PROVIDED INFORMATION ->
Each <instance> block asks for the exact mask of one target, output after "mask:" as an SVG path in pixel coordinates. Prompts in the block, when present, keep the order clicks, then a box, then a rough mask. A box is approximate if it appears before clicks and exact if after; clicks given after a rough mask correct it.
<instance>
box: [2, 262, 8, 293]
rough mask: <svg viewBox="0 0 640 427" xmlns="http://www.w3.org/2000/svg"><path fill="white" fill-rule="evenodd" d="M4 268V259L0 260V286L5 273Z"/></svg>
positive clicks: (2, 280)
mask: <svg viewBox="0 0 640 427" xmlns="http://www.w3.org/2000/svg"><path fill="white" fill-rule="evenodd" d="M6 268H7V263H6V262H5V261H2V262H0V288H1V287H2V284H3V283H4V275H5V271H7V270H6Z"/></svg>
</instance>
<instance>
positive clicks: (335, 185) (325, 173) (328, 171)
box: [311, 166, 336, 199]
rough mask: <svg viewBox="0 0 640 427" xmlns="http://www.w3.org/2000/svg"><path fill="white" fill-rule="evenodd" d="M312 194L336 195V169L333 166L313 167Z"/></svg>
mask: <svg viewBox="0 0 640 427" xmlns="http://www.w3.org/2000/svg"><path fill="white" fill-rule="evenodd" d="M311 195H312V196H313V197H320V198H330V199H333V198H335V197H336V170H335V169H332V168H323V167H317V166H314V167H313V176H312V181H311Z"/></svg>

ACTIVITY -> Give back the entire listing with every word intact.

ANSWER AREA ->
Each <instance> block asks for the exact mask of one target, output after "mask:" as an SVG path in pixel coordinates. Prompts in the block, when present, keep the order clicks, then a box, then a rough mask. A box is approximate if it appears before clicks and exact if after; clicks given after a rough mask correct it.
<instance>
box: [2, 262, 8, 293]
rough mask: <svg viewBox="0 0 640 427" xmlns="http://www.w3.org/2000/svg"><path fill="white" fill-rule="evenodd" d="M4 268V259L0 260V286L5 273Z"/></svg>
positive clicks: (2, 280)
mask: <svg viewBox="0 0 640 427" xmlns="http://www.w3.org/2000/svg"><path fill="white" fill-rule="evenodd" d="M6 268H7V263H6V262H5V261H2V262H0V288H1V287H2V284H3V283H4V275H5V271H7V270H6Z"/></svg>
</instance>
<instance>
positive clicks: (335, 185) (325, 173) (328, 171)
box: [311, 166, 336, 199]
rough mask: <svg viewBox="0 0 640 427" xmlns="http://www.w3.org/2000/svg"><path fill="white" fill-rule="evenodd" d="M312 194L336 195V169L333 166L313 167Z"/></svg>
mask: <svg viewBox="0 0 640 427" xmlns="http://www.w3.org/2000/svg"><path fill="white" fill-rule="evenodd" d="M311 195H312V196H313V197H320V198H330V199H333V198H335V197H336V170H335V169H332V168H323V167H317V166H314V167H313V176H312V181H311Z"/></svg>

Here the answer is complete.